## Assigned task
If a line in the entries below contains "dome", copy it.
BEGIN
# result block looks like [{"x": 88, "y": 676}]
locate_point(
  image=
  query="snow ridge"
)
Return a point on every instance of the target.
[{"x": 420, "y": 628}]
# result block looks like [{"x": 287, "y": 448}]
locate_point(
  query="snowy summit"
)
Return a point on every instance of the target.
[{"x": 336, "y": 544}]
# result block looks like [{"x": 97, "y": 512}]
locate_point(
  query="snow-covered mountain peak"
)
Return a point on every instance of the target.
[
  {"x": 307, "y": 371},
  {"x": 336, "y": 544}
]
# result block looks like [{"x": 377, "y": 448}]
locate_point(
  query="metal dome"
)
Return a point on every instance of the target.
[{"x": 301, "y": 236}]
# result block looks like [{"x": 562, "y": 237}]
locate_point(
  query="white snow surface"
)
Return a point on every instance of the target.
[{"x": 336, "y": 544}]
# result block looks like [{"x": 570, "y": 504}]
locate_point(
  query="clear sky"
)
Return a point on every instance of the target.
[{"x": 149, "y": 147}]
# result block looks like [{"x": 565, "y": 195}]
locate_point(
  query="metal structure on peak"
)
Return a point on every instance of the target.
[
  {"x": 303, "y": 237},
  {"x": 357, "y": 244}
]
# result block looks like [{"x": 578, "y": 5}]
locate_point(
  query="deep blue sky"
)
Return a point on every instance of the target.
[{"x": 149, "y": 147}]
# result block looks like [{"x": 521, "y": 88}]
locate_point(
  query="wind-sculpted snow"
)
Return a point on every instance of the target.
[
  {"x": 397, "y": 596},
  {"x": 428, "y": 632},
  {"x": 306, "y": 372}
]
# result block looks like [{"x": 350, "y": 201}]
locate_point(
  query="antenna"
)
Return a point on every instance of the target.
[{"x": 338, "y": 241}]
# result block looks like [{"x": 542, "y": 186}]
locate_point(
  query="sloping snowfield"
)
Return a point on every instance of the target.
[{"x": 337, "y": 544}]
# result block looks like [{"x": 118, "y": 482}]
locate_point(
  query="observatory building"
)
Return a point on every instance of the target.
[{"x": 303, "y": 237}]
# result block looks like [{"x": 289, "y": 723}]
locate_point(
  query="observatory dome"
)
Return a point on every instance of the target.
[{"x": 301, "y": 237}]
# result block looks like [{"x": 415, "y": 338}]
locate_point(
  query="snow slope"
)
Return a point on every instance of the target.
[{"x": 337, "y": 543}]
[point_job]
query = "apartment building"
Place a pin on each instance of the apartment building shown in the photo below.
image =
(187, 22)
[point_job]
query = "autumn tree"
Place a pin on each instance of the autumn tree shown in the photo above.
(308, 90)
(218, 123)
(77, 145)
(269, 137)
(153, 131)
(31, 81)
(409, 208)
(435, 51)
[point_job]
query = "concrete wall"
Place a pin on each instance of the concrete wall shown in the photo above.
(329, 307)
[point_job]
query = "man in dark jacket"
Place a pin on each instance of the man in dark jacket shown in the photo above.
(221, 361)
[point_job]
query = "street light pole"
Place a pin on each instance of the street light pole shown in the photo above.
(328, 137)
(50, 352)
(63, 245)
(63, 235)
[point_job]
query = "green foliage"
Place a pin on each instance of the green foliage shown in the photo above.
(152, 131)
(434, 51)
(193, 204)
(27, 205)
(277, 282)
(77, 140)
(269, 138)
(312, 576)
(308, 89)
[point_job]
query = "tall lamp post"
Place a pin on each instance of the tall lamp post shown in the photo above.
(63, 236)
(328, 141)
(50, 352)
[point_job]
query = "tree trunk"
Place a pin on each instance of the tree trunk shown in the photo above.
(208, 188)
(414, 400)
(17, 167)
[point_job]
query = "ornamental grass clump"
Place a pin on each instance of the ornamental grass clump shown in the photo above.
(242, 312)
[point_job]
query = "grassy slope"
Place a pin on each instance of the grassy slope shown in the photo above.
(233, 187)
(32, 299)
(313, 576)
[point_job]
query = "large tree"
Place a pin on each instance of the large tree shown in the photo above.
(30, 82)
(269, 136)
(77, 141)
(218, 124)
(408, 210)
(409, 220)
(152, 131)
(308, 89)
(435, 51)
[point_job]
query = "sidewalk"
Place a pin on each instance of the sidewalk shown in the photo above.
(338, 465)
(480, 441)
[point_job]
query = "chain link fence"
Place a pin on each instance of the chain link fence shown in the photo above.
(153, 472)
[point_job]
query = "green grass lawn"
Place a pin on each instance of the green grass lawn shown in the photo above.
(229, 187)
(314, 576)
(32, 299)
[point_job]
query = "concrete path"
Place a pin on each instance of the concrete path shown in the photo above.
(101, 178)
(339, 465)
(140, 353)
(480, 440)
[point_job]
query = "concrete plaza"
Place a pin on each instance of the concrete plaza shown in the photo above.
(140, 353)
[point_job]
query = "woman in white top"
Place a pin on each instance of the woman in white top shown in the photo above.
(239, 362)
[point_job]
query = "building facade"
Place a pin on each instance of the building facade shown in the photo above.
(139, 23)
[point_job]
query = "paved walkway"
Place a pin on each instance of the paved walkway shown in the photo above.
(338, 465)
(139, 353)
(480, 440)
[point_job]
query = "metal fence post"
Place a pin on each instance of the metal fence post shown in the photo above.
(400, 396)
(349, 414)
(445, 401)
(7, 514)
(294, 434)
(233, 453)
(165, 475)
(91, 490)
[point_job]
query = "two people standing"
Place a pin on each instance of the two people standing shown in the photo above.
END
## Written solution
  query="metal dome"
  query="observatory dome"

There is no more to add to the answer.